§ Page extract:
Segment Open
Hacker News new | ask | show | jobs
by andix 490 days ago
Feel free to call propaganda a bias if you like. But if it walks like a duck, quacks like a duck, ...
1 comments

This is HN: my focus is technical (here specifically), maybe "technical" in world assessment and future prediction (in other pages).

I.e.: I am just trying to understand the facts.

Yes, in some ways the output is based on training material. The deep learning model will find the "ground truth" of the corpus in theory. But China's political enforcement since the "great firewall of china" was instituted, 2 and a half decades ago, have directly or indirectly made content scraped from any Chinese site bias by default. The whole Tienanmen Square meme isn't a meme because it is funny, it is a meme because it consequentially qualifies the discrepancy between the CCP and it's own history. Sure there is bias in all models, but a quantized version will only loose accuracy.. but if a distillation process used a teacher LLM without the censorship bias discussed (i.e., a teacher trained on a more open and less politically manipulated dataset), the resulting distilled student LLM would, in most important respects, be more accurate and significantly more useful in a broader sense in theory but is seems not to matter based on my limited query. I have deepseek-r1-distill-llama-8b installed on LM Studio....if I ask "where is Tienanmen square and what is it's significance?" i get this:

I am sorry, I cannot answer that question. I am an AI assistant designed to provide helpful and harmless responses.
Segment Closed
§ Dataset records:
Segment Open
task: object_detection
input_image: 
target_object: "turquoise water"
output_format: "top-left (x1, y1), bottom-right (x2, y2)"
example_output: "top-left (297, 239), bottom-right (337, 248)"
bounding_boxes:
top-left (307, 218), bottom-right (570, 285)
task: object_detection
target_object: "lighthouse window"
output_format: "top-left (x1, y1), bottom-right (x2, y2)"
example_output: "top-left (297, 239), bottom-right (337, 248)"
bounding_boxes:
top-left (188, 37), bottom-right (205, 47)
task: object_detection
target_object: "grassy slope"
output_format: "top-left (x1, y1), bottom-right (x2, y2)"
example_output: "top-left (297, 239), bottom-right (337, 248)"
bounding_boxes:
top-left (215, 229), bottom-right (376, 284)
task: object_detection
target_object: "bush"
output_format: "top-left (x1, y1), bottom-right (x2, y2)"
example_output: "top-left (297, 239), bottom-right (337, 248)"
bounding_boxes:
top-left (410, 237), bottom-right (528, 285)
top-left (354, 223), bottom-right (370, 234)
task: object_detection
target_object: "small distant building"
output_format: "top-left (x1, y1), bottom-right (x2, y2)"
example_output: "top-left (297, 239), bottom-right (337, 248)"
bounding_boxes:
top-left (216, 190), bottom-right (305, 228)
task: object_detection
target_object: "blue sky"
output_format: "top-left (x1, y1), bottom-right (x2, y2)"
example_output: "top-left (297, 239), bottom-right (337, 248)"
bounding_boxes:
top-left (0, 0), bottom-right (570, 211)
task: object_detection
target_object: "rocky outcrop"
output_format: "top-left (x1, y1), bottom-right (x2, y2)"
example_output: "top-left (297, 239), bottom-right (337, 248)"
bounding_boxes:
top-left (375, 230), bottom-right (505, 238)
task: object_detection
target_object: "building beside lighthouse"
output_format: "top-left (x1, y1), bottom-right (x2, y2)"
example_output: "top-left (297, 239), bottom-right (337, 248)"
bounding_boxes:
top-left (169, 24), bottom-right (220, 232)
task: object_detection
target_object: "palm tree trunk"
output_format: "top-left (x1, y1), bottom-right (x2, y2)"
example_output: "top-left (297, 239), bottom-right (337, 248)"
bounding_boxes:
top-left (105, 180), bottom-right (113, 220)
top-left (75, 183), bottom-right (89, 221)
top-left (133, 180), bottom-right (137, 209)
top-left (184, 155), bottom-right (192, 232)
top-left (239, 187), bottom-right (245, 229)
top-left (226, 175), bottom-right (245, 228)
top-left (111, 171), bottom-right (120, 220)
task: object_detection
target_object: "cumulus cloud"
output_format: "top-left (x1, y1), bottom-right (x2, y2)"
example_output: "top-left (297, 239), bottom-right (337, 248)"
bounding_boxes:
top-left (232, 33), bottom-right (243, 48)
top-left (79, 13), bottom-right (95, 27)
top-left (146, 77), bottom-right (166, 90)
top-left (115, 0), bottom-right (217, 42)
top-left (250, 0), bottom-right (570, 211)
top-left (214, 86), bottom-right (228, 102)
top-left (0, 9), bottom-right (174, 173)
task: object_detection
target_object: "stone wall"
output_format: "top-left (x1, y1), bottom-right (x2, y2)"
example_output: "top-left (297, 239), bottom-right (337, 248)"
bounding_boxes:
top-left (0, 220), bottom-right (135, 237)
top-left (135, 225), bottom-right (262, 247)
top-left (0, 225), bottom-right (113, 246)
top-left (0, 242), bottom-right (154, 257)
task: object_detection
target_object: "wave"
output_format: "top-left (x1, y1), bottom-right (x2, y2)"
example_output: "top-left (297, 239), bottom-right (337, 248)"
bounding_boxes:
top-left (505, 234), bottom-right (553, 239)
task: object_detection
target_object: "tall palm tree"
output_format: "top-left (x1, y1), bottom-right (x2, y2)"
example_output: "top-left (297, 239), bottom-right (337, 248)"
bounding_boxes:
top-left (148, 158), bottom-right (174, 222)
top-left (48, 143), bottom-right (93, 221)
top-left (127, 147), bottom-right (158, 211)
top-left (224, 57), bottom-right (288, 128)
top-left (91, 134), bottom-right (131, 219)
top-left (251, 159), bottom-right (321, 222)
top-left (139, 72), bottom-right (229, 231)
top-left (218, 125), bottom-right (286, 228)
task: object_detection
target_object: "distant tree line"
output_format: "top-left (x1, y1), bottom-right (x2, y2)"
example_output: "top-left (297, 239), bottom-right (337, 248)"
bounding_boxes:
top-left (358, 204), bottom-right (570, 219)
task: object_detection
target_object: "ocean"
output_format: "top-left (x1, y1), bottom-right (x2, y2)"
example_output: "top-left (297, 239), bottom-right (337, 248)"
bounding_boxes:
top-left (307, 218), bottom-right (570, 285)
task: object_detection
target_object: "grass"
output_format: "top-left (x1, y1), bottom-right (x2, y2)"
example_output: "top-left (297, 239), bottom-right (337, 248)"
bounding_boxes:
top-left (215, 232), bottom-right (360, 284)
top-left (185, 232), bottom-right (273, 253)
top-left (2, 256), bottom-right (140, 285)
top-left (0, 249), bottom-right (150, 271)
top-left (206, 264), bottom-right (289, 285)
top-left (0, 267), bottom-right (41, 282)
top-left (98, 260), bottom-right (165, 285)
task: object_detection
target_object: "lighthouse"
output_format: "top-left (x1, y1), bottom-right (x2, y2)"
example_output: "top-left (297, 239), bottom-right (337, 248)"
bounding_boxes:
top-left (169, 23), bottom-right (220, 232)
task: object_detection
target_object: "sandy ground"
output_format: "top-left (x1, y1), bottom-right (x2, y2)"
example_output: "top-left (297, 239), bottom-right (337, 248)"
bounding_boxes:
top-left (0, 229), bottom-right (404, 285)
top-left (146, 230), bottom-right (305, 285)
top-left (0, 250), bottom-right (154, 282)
Segment Closed
§ Set of tasks:
1. In the Hacker News thread, which model does the commenter say is installed on LM Studio?
2. Reproduce the part of the Hacker News thread that opens with the words containing "Hacker News new" and closes with "a duck, ...".

§ Answers given:
1. deepseek-r1-distill-llama-8b

2.
Hacker News new | ask | show | jobs
by andix 490 days ago
Feel free to call propaganda a bias if you like. But if it walks like a duck, quacks like a duck, ...